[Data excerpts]
☆ ☆ ☆ ☆ ☆ ☆ ☆
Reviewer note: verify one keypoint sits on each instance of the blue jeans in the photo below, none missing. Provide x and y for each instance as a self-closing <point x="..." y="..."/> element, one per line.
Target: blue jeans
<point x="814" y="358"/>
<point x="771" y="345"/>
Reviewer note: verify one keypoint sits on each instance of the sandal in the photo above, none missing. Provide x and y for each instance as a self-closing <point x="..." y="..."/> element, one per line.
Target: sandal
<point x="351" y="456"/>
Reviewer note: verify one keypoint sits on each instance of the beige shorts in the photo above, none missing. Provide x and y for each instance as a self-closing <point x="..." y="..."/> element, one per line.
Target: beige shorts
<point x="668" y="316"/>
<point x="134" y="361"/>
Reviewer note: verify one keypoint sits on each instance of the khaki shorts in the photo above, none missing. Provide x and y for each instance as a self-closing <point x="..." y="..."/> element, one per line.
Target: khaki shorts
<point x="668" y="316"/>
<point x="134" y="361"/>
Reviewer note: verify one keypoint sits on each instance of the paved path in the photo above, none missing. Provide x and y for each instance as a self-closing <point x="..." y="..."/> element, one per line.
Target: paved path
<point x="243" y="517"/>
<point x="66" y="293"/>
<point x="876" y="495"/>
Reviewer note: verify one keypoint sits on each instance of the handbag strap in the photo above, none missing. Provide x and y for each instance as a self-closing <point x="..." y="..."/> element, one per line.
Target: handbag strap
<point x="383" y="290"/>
☆ ☆ ☆ ☆ ☆ ☆ ☆
> Task item
Without leaving anything out, repeat every entry shown above.

> Written response
Reviewer note: verify one keypoint sits on each instance of the blue jeans in the photo below, none missing. Provide x and y for each instance as a self-closing <point x="..." y="..."/> element, one per line.
Target: blue jeans
<point x="814" y="358"/>
<point x="771" y="345"/>
Reviewer note: verify one keypoint sits on each instance of the sandal in the photo above, none missing. Provide x and y for each instance as a self-closing <point x="..." y="..."/> element, one per line.
Target: sandal
<point x="351" y="456"/>
Reviewer note: verify one keypoint sits on each instance of the beige shorts in the photo above, none missing. Provide x and y for each instance as a self-closing <point x="..." y="..."/> element, one per line.
Target: beige shorts
<point x="668" y="316"/>
<point x="134" y="361"/>
Reviewer note: verify one keypoint sits on each instance of the khaki shorts in the photo above, none missing. Provide x and y for each instance as a self-closing <point x="..." y="..."/> element, one per line.
Target: khaki shorts
<point x="668" y="316"/>
<point x="134" y="361"/>
Reviewer note: verify one keypoint sits on each instance of the paved path in the photo above, none missing. Provide x and y for each instance as a self-closing <point x="..." y="..."/> element, one per line.
Target: paved path
<point x="243" y="517"/>
<point x="66" y="293"/>
<point x="876" y="495"/>
Reviewer note: verify one keypoint sits on each instance of the handbag strap in the photo above, none missing. Provide x and y for each instance as a self-closing <point x="..." y="..."/> element, one per line.
Target: handbag strap
<point x="383" y="290"/>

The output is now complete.